*** Opening of LISTED ENTRIES ***

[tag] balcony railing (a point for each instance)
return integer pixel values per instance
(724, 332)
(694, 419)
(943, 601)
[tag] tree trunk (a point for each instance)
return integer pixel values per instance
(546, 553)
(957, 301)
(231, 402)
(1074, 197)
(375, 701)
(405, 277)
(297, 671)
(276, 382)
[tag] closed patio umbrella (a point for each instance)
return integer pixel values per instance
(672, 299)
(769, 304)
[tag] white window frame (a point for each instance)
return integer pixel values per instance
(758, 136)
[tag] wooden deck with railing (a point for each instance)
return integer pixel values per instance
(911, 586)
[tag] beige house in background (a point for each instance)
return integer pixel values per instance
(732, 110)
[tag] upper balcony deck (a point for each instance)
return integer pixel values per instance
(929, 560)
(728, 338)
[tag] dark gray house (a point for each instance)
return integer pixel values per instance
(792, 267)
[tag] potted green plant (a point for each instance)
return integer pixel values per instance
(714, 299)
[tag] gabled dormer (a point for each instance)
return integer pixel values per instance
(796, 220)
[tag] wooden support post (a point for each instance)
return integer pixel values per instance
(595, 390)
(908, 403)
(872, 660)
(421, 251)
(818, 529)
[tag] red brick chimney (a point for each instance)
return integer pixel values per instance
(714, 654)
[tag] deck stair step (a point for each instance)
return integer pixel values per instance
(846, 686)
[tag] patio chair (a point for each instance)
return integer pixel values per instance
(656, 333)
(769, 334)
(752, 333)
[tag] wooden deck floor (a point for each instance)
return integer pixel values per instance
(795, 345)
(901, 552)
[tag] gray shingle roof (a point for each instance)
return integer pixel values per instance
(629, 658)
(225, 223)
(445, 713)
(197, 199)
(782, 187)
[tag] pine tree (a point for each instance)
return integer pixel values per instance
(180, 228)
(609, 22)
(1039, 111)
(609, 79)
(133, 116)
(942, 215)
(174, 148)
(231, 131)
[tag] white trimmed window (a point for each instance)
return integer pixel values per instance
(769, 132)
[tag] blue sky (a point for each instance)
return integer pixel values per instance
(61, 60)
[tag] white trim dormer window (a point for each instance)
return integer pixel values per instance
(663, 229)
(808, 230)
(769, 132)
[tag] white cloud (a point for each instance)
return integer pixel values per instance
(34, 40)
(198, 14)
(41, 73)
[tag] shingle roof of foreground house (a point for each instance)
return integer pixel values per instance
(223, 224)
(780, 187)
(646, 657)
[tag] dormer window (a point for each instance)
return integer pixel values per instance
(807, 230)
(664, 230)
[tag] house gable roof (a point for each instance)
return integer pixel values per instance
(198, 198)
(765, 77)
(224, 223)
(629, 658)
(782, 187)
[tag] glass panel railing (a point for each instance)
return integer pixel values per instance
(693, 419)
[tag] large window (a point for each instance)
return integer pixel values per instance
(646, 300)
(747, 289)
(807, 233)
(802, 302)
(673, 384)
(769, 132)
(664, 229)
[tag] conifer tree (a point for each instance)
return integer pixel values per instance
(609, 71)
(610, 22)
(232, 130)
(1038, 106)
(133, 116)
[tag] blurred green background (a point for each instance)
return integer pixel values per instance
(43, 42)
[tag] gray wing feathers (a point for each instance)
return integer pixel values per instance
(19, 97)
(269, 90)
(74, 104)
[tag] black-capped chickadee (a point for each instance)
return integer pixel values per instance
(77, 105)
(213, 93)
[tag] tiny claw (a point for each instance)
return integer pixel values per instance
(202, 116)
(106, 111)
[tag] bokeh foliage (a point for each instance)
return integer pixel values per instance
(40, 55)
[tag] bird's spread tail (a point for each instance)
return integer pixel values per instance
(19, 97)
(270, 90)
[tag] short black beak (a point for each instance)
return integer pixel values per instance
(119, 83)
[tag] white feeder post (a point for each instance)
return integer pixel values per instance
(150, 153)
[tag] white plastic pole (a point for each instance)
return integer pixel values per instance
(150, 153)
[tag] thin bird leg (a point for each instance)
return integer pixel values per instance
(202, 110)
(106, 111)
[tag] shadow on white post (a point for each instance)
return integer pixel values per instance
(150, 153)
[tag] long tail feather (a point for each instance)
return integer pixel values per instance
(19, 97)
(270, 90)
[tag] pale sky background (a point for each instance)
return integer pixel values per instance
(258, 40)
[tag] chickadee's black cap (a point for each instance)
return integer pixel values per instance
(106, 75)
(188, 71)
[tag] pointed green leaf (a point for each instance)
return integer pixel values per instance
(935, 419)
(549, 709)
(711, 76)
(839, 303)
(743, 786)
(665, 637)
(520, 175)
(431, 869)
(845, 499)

*** Close of LISTED ENTRIES ***

_WHAT YOU NEED TO DO_
Return only the number of lines in the data that hold the string "white".

_RESPONSE TO THIS EXERCISE_
7